Start of The data
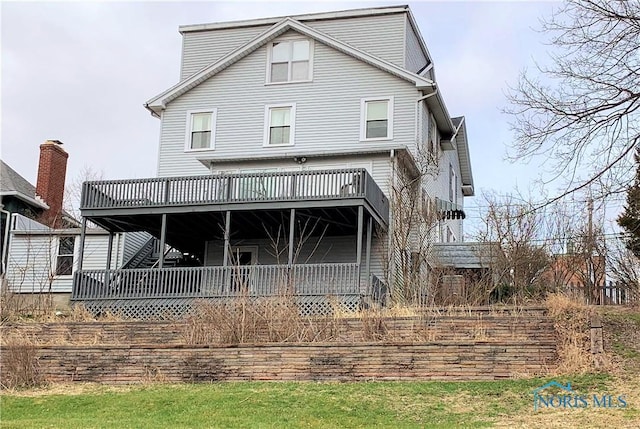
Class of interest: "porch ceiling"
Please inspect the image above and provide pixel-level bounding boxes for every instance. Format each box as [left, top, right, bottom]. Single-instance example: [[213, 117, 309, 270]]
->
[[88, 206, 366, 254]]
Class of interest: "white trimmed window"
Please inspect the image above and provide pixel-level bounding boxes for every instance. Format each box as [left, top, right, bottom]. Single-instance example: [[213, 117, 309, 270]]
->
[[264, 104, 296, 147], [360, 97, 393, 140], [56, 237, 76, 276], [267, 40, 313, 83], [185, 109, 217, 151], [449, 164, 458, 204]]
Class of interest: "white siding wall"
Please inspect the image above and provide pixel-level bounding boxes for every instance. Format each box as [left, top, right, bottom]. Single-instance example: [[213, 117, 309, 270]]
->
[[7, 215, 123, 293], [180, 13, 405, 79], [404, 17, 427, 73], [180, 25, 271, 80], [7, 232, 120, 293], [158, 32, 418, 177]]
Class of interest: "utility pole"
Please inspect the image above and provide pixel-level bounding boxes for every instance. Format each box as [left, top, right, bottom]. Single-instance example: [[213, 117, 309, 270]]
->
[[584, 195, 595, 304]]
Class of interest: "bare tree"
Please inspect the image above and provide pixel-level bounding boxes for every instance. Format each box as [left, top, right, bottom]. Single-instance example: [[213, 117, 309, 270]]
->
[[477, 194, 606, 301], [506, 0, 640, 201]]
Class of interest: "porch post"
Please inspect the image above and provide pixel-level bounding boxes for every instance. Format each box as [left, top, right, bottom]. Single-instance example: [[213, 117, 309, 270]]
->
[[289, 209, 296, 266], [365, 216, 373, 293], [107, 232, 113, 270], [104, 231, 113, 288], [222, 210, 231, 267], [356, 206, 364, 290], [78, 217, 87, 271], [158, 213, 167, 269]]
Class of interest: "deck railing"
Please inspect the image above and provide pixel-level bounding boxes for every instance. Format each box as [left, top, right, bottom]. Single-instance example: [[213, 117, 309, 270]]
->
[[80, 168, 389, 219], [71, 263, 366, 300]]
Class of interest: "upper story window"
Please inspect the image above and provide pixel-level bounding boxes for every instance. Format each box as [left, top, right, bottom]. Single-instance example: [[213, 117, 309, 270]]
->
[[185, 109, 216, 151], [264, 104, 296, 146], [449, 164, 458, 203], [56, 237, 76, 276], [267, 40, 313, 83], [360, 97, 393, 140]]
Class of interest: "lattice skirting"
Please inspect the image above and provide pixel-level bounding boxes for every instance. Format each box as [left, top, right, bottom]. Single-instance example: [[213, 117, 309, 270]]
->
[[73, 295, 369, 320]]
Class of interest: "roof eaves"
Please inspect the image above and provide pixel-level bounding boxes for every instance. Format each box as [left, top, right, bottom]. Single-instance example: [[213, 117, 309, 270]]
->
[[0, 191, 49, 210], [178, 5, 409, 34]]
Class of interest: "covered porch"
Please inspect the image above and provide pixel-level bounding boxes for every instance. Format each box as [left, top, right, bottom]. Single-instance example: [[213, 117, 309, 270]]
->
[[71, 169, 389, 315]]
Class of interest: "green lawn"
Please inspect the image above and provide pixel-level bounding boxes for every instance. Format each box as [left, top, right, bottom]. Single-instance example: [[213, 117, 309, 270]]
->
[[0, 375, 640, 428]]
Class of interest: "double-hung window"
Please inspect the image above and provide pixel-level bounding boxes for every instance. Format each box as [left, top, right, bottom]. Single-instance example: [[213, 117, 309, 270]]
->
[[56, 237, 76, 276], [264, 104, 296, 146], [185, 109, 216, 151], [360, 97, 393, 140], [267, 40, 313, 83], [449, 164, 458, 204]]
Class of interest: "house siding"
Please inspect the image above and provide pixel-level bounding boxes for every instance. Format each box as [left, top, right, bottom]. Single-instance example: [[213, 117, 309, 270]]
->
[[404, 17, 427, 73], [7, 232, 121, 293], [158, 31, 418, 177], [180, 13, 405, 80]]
End of The data
Start of The data
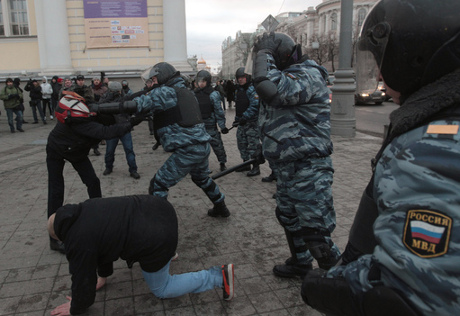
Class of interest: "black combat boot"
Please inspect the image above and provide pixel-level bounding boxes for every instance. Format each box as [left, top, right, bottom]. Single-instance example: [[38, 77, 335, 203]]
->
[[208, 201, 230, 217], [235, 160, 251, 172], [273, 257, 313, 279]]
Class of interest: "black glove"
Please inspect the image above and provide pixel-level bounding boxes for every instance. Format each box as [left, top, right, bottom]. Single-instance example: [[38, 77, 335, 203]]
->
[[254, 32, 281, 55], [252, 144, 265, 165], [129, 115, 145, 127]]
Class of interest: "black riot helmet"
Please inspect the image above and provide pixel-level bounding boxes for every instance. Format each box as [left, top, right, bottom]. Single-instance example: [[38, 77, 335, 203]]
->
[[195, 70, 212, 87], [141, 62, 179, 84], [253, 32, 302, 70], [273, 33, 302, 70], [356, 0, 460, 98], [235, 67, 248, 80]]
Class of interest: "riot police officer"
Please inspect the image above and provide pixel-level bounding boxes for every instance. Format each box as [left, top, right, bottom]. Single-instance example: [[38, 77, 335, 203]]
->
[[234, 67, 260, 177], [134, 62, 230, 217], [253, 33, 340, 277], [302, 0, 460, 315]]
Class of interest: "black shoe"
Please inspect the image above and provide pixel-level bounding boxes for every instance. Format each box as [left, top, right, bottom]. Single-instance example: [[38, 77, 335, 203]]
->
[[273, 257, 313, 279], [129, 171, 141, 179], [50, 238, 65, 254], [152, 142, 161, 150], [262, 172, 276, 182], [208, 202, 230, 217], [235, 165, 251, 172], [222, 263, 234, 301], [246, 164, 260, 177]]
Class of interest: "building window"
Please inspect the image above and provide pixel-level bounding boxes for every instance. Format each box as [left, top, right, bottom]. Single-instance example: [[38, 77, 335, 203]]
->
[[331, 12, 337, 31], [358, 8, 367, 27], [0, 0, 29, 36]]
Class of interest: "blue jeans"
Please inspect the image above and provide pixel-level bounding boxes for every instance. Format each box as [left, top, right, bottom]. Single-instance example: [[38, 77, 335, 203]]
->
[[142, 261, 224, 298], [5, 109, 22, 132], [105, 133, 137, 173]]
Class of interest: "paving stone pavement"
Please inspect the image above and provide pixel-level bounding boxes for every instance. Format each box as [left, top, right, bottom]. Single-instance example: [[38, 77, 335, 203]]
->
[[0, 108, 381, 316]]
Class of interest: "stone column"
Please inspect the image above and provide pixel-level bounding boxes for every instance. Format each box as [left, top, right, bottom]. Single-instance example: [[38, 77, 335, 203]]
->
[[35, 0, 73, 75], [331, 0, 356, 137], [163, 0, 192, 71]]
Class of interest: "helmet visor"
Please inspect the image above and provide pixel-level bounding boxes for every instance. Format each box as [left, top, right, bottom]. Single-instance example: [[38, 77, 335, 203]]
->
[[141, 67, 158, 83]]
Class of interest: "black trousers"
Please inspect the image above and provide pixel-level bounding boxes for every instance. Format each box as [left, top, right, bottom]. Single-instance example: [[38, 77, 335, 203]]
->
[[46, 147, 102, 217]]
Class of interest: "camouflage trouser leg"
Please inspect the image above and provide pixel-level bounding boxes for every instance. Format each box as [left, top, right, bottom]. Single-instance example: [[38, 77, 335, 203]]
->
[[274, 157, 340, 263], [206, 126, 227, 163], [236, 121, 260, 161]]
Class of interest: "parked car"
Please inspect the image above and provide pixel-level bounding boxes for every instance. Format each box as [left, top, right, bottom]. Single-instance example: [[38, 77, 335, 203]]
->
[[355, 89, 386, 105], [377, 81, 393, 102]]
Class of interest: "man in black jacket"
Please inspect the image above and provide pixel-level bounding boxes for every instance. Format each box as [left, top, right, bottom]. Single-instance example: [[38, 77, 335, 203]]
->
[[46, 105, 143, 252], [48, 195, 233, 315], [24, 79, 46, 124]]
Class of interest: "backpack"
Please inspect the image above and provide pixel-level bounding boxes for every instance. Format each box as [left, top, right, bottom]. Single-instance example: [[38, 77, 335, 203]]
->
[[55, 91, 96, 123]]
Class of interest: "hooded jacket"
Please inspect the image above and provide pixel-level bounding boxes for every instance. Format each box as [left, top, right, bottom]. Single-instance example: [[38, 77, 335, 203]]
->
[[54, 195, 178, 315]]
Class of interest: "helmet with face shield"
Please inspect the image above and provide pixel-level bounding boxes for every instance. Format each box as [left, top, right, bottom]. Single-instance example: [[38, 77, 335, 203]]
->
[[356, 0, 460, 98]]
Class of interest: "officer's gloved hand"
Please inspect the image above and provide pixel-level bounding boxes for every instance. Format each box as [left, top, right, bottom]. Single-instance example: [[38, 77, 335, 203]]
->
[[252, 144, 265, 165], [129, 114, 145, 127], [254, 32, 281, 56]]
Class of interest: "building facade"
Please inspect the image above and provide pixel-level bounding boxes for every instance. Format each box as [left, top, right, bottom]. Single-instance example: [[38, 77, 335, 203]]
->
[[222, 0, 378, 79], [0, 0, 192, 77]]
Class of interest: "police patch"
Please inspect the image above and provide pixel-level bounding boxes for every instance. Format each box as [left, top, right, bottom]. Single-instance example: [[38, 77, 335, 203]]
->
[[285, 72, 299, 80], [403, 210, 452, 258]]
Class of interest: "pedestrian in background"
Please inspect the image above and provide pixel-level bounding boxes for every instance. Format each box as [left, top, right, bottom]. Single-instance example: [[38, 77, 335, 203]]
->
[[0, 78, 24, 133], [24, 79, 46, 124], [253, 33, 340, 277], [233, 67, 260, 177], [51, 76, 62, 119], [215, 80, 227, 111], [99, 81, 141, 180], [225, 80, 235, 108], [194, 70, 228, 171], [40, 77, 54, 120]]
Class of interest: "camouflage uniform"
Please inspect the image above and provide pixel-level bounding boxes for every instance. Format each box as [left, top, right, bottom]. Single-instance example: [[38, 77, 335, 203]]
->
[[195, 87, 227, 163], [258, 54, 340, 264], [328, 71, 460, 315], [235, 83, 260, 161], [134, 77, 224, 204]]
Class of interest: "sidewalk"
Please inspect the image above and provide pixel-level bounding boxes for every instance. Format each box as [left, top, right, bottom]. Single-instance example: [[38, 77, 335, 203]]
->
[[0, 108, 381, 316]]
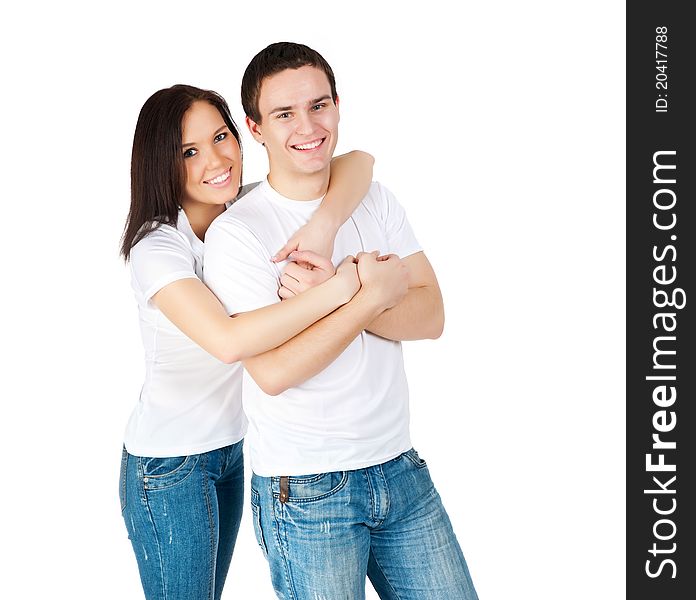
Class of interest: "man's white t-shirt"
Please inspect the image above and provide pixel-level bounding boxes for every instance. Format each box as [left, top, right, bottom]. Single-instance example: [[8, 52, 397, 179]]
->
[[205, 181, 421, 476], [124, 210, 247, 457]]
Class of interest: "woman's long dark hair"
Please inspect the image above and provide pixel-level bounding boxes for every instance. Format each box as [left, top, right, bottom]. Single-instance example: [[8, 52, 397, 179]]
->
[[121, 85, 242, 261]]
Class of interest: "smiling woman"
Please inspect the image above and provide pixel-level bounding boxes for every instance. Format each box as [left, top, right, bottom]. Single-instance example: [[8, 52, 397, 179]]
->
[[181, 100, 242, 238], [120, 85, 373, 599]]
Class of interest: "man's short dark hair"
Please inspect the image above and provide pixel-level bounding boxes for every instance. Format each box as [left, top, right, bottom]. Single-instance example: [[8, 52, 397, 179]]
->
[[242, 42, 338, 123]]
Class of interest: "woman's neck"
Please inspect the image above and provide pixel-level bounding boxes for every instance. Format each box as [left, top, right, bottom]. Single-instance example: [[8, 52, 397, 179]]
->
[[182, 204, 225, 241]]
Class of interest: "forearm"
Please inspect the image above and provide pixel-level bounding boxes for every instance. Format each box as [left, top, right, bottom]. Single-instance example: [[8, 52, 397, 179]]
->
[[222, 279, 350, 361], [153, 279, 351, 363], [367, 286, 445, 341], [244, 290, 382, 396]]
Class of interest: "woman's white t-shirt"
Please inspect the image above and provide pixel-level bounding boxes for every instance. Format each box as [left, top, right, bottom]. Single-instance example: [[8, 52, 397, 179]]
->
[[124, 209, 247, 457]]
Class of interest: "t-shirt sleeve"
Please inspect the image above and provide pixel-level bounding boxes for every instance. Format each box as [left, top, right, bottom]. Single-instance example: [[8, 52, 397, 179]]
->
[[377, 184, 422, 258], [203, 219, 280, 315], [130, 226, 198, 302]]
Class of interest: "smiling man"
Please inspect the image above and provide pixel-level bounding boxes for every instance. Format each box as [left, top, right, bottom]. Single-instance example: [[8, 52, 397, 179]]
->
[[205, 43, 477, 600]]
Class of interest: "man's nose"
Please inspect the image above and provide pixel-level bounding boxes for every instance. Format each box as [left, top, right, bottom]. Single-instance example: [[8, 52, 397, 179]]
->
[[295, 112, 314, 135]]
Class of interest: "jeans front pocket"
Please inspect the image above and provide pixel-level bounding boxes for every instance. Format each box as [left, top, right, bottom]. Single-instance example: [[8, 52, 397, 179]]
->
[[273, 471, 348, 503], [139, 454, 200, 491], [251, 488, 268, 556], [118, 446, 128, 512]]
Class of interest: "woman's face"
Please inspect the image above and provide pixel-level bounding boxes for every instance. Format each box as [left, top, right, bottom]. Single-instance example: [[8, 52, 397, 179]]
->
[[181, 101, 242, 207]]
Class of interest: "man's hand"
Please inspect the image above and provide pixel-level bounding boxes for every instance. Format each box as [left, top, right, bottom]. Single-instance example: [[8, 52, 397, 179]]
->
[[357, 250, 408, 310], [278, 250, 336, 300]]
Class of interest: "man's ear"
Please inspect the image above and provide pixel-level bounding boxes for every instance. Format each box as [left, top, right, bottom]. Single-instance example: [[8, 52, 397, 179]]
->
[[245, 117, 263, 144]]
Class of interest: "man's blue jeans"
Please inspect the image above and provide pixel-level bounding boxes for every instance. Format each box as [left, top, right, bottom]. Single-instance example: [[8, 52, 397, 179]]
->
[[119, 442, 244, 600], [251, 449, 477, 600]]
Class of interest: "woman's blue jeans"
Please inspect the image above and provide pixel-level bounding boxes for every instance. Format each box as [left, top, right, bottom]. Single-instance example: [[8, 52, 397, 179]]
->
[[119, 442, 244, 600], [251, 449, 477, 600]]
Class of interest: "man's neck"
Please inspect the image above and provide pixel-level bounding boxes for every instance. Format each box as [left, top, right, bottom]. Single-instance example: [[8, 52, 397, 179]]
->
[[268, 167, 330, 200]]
End of The data
# What to produce
Count the lines in the listing above that contain the word "building", treating uppercase and lowercase as different, and give only that number.

# Task solution
2